Text block >>
──────────────────────────────
36. Given the applicant’s birth in Austria, where he later also completed his secondary education and vocational training while living with his family, and also taking into account that his family had already lawfully stayed in Austria for a long time and that the applicant himself had an unlimited residence permit when he committed the offence, and considering that, after the death of his grandparents in Serbia and Montenegro, he no longer has any relatives there, the Court finds that his family and social ties with Austria were much stronger than with Serbia and Montenegro.
37. The Court therefore considers that, in the circumstances of the present case, the imposition of a residence prohibition of unlimited duration was an overly rigorous measure. A less intrusive measure, such as a residence prohibition of a limited duration would have sufficed. The Court thus concludes that the Austrian authorities, by imposing a residence prohibtion of unlimited duration against the applicant, have not struck a fair balance between the interests involved and that the means employed were disproportionate to the aim pursued in the circumstances of the case (see mutatis mutandis, Ezzouhdi, cited above, § 35; and Yilmaz, cited above, §§ 48-49).
38. Accordingly, there has been a violation of Article 8 of the Convention.
II. APPLICATION OF ARTICLE 41 OF THE CONVENTION
39. Article 41 of the Convention provides:
“If the Court finds that there has been a violation of the Convention or the Protocols thereto, and if the internal law of the High Contracting Party concerned allows only partial reparation to be made, the Court shall, if necessary, afford just satisfaction to the injured party.”
40. The applicant sought EUR 10,000 as compensation for non-pecuniary damage sustained on account of the imposition of the residence prohibition. He also requested reimbursement of costs and expenses incurred in the domestic proceedings and the Convention proceedings in the amount of EUR 9,649.93.
41. The Government contended that the applicant’s claim in respect of non-pecuniary damage was not supported by any evidence. The Government further cast doubts on whether the costs claim, in particular in respect of unspecified telephone calls, had been necessary in order to prevent the violation found.
──────────────────────────────
Things to do >>
• A. List every paragraph number that appears in the judgment.
• B. Answer these questions using the judgment:
(i) How much did the applicant seek for non-pecuniary damage?
(ii) Which article of the Convention was violated?
(iii) What less intrusive measure would have been enough?
• C. Return the stretch of the judgment from "36. Given the" through "Serbia and Montenegro.", copied without changes.
The data after this has no connection to the judgment.

Data excerpt >>
──────────────────────────────
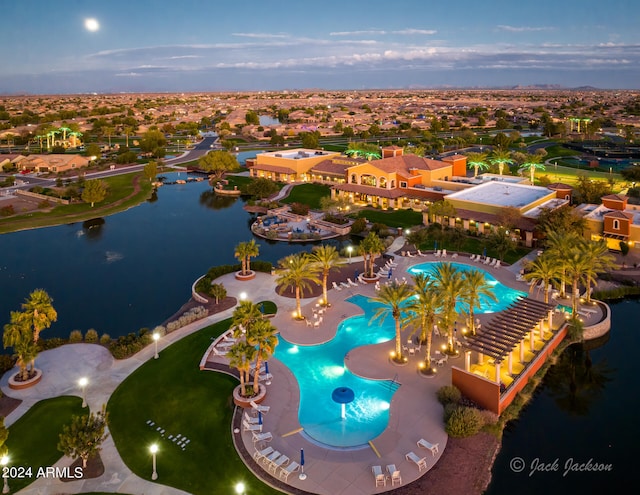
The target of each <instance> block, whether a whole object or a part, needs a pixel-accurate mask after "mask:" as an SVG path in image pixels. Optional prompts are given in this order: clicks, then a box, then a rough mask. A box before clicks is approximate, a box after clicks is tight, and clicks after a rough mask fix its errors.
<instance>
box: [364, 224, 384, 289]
mask: <svg viewBox="0 0 640 495" xmlns="http://www.w3.org/2000/svg"><path fill="white" fill-rule="evenodd" d="M358 249H359V250H360V252H361V253H362V256H363V258H364V273H365V276H366V277H367V278H373V277H374V276H375V273H374V270H375V260H376V258H377V257H378V256H379V255H380V254H382V253H383V252H384V243H383V242H382V239H380V238H379V237H378V236H377V234H376V233H375V232H369V234H368V235H367V237H365V238H364V239H363V240H362V242H360V246H358Z"/></svg>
──────────────────────────────
Answers by item >>
• A. 36, 37, 38, 39, 40, 41

• B.
(i) EUR 10,000
(ii) Article 8
(iii) A residence prohibition of a limited duration

• C.
36. Given the applicant’s birth in Austria, where he later also completed his secondary education and vocational training while living with his family, and also taking into account that his family had already lawfully stayed in Austria for a long time and that the applicant himself had an unlimited residence permit when he committed the offence, and considering that, after the death of his grandparents in Serbia and Montenegro, he no longer has any relatives there, the Court finds that his family and social ties with Austria were much stronger than with Serbia and Montenegro.